▶ [What you should do] Put every line of the items below into a Markdown table with two columns, Num and Entry, and skip blank lines. Leave the pictures out.

▶ [Given information]
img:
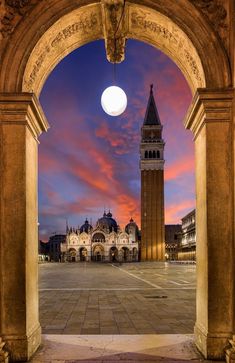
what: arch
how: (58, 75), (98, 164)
(68, 248), (77, 262)
(109, 246), (118, 262)
(92, 232), (105, 243)
(79, 247), (87, 261)
(0, 0), (231, 96)
(132, 247), (138, 261)
(121, 247), (130, 262)
(0, 0), (234, 361)
(92, 244), (104, 262)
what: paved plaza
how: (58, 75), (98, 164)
(39, 262), (196, 335)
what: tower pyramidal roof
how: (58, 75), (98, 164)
(144, 84), (161, 126)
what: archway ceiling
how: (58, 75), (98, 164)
(1, 0), (231, 96)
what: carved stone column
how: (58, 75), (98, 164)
(0, 93), (48, 361)
(185, 89), (235, 359)
(0, 338), (9, 363)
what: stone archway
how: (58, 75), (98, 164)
(0, 0), (235, 361)
(92, 244), (105, 262)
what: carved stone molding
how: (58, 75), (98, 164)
(0, 0), (40, 38)
(0, 338), (9, 363)
(190, 0), (228, 47)
(101, 0), (128, 63)
(225, 335), (235, 363)
(128, 4), (204, 88)
(23, 4), (102, 92)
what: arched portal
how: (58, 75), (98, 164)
(79, 247), (88, 261)
(92, 244), (105, 262)
(0, 0), (235, 361)
(68, 248), (77, 262)
(109, 247), (118, 262)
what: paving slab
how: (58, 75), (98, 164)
(39, 262), (196, 334)
(30, 334), (221, 363)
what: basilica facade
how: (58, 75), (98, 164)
(61, 211), (140, 262)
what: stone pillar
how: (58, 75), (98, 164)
(185, 89), (234, 359)
(0, 93), (48, 361)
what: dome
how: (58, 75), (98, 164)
(97, 211), (118, 232)
(80, 219), (92, 233)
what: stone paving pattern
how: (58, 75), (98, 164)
(39, 262), (196, 335)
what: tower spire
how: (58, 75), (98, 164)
(144, 84), (161, 125)
(140, 84), (165, 261)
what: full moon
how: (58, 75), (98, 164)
(101, 86), (127, 116)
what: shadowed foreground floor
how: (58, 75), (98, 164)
(30, 334), (220, 363)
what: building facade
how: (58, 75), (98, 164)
(178, 209), (196, 261)
(140, 85), (165, 261)
(61, 212), (140, 262)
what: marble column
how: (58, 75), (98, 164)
(185, 89), (235, 359)
(0, 93), (48, 361)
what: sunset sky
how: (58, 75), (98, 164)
(39, 40), (195, 241)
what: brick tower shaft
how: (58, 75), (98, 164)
(140, 85), (165, 261)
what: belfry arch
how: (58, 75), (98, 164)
(0, 0), (235, 361)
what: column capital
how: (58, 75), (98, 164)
(184, 88), (234, 139)
(0, 93), (49, 139)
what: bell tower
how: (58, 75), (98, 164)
(140, 85), (165, 261)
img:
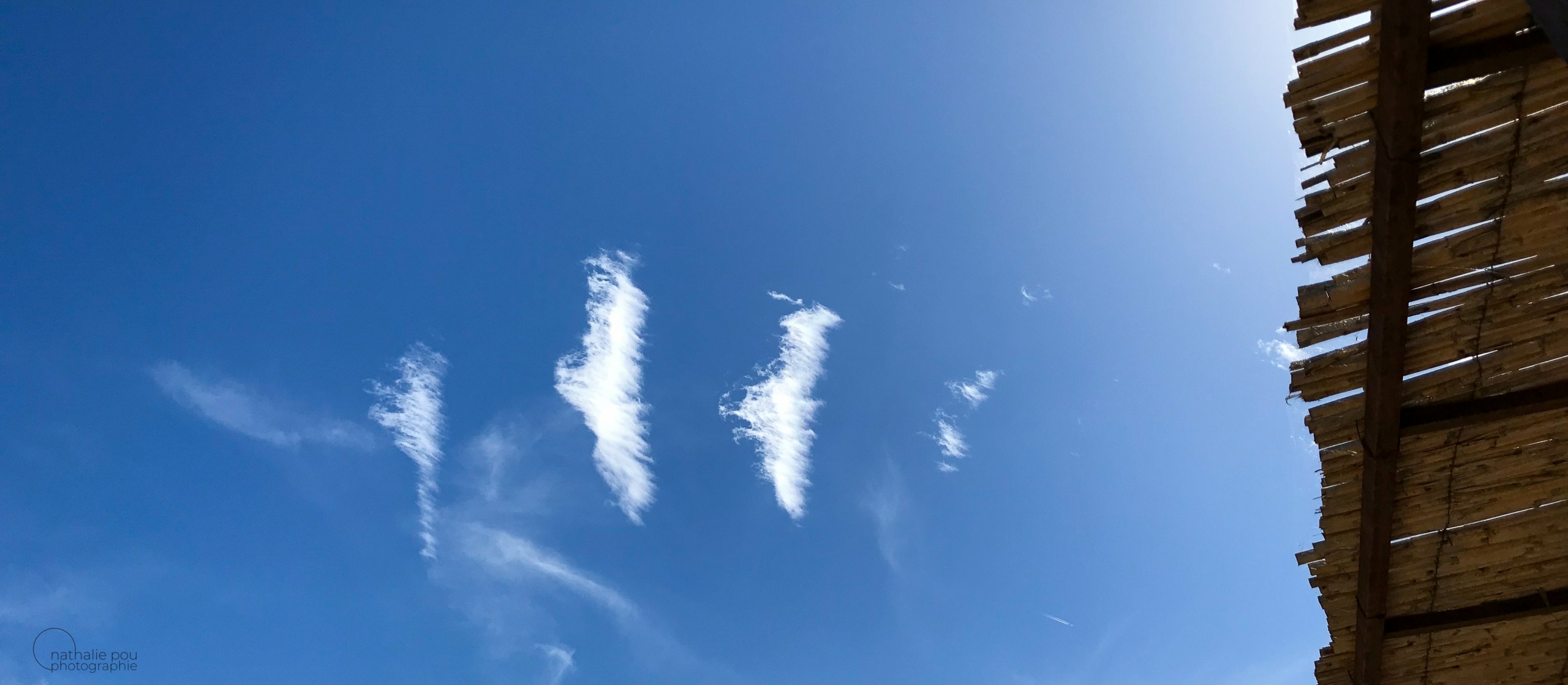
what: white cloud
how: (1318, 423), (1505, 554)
(947, 371), (1002, 409)
(152, 362), (373, 450)
(1017, 286), (1052, 307)
(535, 644), (577, 685)
(768, 290), (806, 307)
(720, 304), (843, 520)
(933, 411), (969, 460)
(370, 343), (447, 559)
(462, 523), (638, 621)
(1257, 340), (1317, 371)
(555, 251), (654, 523)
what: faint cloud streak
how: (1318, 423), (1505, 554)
(370, 343), (447, 559)
(151, 360), (373, 450)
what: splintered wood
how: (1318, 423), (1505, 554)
(1284, 0), (1568, 685)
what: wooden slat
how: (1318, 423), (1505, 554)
(1353, 0), (1431, 685)
(1384, 588), (1568, 638)
(1400, 381), (1568, 436)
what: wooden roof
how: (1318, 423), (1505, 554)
(1284, 0), (1568, 685)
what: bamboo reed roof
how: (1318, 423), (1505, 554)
(1284, 0), (1568, 685)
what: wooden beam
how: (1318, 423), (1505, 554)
(1384, 588), (1568, 638)
(1350, 0), (1431, 685)
(1425, 26), (1557, 88)
(1399, 381), (1568, 437)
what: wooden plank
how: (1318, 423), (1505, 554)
(1352, 0), (1431, 685)
(1427, 26), (1557, 88)
(1383, 588), (1568, 638)
(1400, 381), (1568, 436)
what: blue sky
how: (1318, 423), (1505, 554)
(0, 0), (1327, 685)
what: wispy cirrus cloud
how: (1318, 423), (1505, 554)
(861, 460), (908, 572)
(768, 290), (806, 307)
(555, 251), (654, 523)
(947, 371), (1000, 409)
(929, 368), (1002, 474)
(151, 360), (375, 450)
(718, 293), (843, 520)
(535, 644), (577, 685)
(1257, 340), (1317, 371)
(370, 343), (447, 559)
(932, 409), (969, 458)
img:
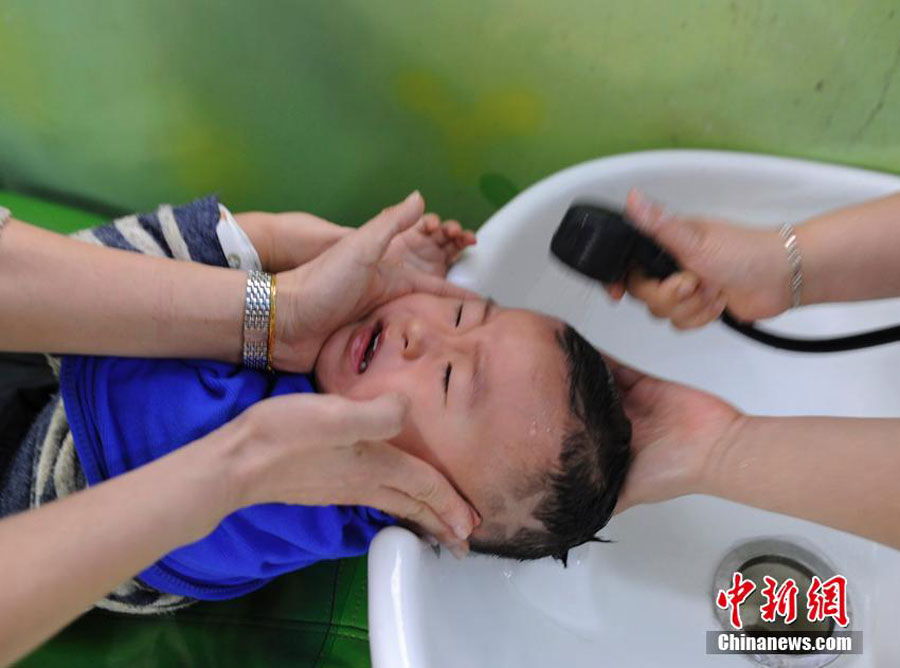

▶ [Response for this exercise]
| Num | Entry |
|---|---|
| 1 | img: |
| 2 | what: arch |
| 3 | how: (58, 75), (98, 164) |
| 4 | (68, 248), (77, 262) |
| 5 | (109, 246), (118, 262) |
| 6 | (92, 232), (105, 243) |
| 7 | (79, 247), (87, 261) |
| 8 | (0, 0), (231, 96) |
| 9 | (132, 247), (138, 261) |
| 10 | (121, 247), (130, 262) |
| 11 | (0, 0), (234, 361) |
| 12 | (92, 244), (104, 262) |
| 13 | what: paved plaza |
| 14 | how: (58, 75), (98, 164) |
| 15 | (39, 262), (196, 335) |
| 16 | what: tower pyramidal roof |
| 17 | how: (58, 75), (98, 164) |
| 18 | (144, 84), (161, 126) |
| 19 | what: archway ceiling |
| 20 | how: (58, 75), (98, 164) |
| 21 | (1, 0), (231, 96) |
| 22 | what: carved stone column |
| 23 | how: (58, 75), (98, 164) |
| 24 | (0, 93), (48, 361) |
| 25 | (185, 89), (235, 359) |
| 26 | (0, 338), (9, 363) |
| 27 | what: stone archway |
| 28 | how: (58, 75), (98, 164) |
| 29 | (0, 0), (235, 361) |
| 30 | (92, 244), (105, 262) |
| 31 | what: carved stone molding |
| 32 | how: (58, 75), (98, 164) |
| 33 | (0, 0), (40, 38) |
| 34 | (0, 338), (9, 363) |
| 35 | (190, 0), (228, 47) |
| 36 | (101, 0), (128, 63) |
| 37 | (225, 335), (235, 363) |
| 38 | (128, 4), (204, 88) |
| 39 | (23, 4), (102, 92) |
| 40 | what: arched portal |
| 41 | how: (58, 75), (98, 164) |
| 42 | (79, 247), (88, 261) |
| 43 | (92, 244), (105, 262) |
| 44 | (0, 0), (235, 361) |
| 45 | (68, 248), (77, 262) |
| 46 | (109, 247), (118, 262) |
| 47 | what: paving slab |
| 48 | how: (58, 75), (98, 164) |
| 49 | (39, 262), (196, 334) |
| 50 | (30, 334), (221, 363) |
| 51 | what: basilica facade |
| 52 | how: (58, 75), (98, 164) |
| 53 | (61, 211), (140, 262) |
| 54 | what: stone pillar |
| 55 | how: (58, 75), (98, 164) |
| 56 | (185, 89), (234, 359) |
| 57 | (0, 93), (48, 361) |
| 58 | what: dome |
| 59 | how: (58, 75), (98, 164) |
| 60 | (97, 211), (118, 232) |
| 61 | (80, 219), (92, 233) |
| 62 | what: stone paving pattern |
| 63 | how: (58, 75), (98, 164) |
| 64 | (39, 262), (196, 335) |
| 65 | what: tower spire |
| 66 | how: (58, 75), (98, 164) |
| 67 | (144, 84), (161, 125) |
| 68 | (140, 84), (165, 261) |
| 69 | what: full moon |
| 70 | how: (58, 75), (98, 164) |
| 71 | (101, 86), (127, 116) |
| 72 | what: shadowed foreground floor |
| 73 | how: (58, 75), (98, 164) |
| 74 | (30, 334), (220, 363) |
| 75 | what: building facade |
| 76 | how: (58, 75), (98, 164) |
| 77 | (178, 209), (196, 261) |
| 78 | (140, 85), (165, 261) |
| 79 | (61, 212), (140, 262) |
| 80 | what: marble column |
| 81 | how: (58, 75), (98, 164) |
| 82 | (185, 89), (235, 359) |
| 83 | (0, 93), (48, 361) |
| 84 | what: sunset sky |
| 85 | how: (58, 75), (98, 164) |
| 86 | (39, 40), (195, 241) |
| 87 | what: brick tower shaft |
| 88 | how: (58, 75), (98, 164) |
| 89 | (140, 85), (165, 261) |
| 90 | what: belfry arch |
| 91 | how: (58, 75), (98, 164) |
| 92 | (0, 0), (235, 361) |
| 93 | what: column capital |
| 94 | how: (58, 75), (98, 164) |
| 95 | (184, 88), (234, 139) |
| 96 | (0, 93), (49, 139) |
| 97 | what: bell tower |
| 98 | how: (58, 75), (98, 164) |
| 99 | (140, 85), (165, 261) |
| 100 | img: |
| 101 | what: white cloud |
| 102 | how: (1318, 423), (1505, 554) |
| 103 | (947, 371), (1002, 409) |
| 104 | (152, 362), (373, 450) |
| 105 | (1017, 286), (1052, 307) |
| 106 | (535, 644), (577, 685) |
| 107 | (768, 290), (806, 307) |
| 108 | (720, 304), (843, 520) |
| 109 | (933, 411), (969, 460) |
| 110 | (370, 343), (447, 559) |
| 111 | (462, 523), (638, 621) |
| 112 | (1257, 340), (1317, 371) |
| 113 | (555, 251), (654, 523) |
| 114 | what: faint cloud streak |
| 115 | how: (1318, 423), (1505, 554) |
| 116 | (370, 343), (447, 559) |
| 117 | (151, 360), (373, 450) |
| 118 | what: splintered wood |
| 119 | how: (1318, 423), (1505, 554) |
| 120 | (1284, 0), (1568, 685) |
| 121 | what: wooden slat |
| 122 | how: (1318, 423), (1505, 554) |
| 123 | (1353, 0), (1431, 685) |
| 124 | (1384, 588), (1568, 638) |
| 125 | (1400, 381), (1568, 436) |
| 126 | what: wooden roof |
| 127 | how: (1318, 423), (1505, 554) |
| 128 | (1284, 0), (1568, 685) |
| 129 | what: bamboo reed roof |
| 130 | how: (1318, 423), (1505, 554) |
| 131 | (1284, 0), (1568, 685) |
| 132 | what: wooden beam |
| 133 | how: (1318, 423), (1505, 554) |
| 134 | (1384, 588), (1568, 638) |
| 135 | (1350, 0), (1431, 685) |
| 136 | (1425, 26), (1557, 88) |
| 137 | (1399, 381), (1568, 437) |
| 138 | what: wooden plank |
| 139 | how: (1318, 423), (1505, 554) |
| 140 | (1352, 0), (1431, 685) |
| 141 | (1427, 26), (1557, 88) |
| 142 | (1383, 588), (1568, 638) |
| 143 | (1400, 381), (1568, 436) |
| 144 | what: blue sky |
| 145 | how: (1318, 423), (1505, 554) |
| 146 | (0, 0), (1327, 685) |
| 147 | what: wispy cirrus cloud |
| 148 | how: (1318, 423), (1505, 554) |
| 149 | (861, 460), (908, 572) |
| 150 | (768, 290), (806, 307) |
| 151 | (555, 251), (654, 523) |
| 152 | (947, 371), (1000, 409) |
| 153 | (929, 368), (1002, 474) |
| 154 | (151, 360), (375, 450) |
| 155 | (718, 293), (843, 520) |
| 156 | (535, 644), (577, 685) |
| 157 | (1257, 340), (1317, 371) |
| 158 | (370, 343), (447, 559) |
| 159 | (932, 409), (969, 458) |
| 160 | img: |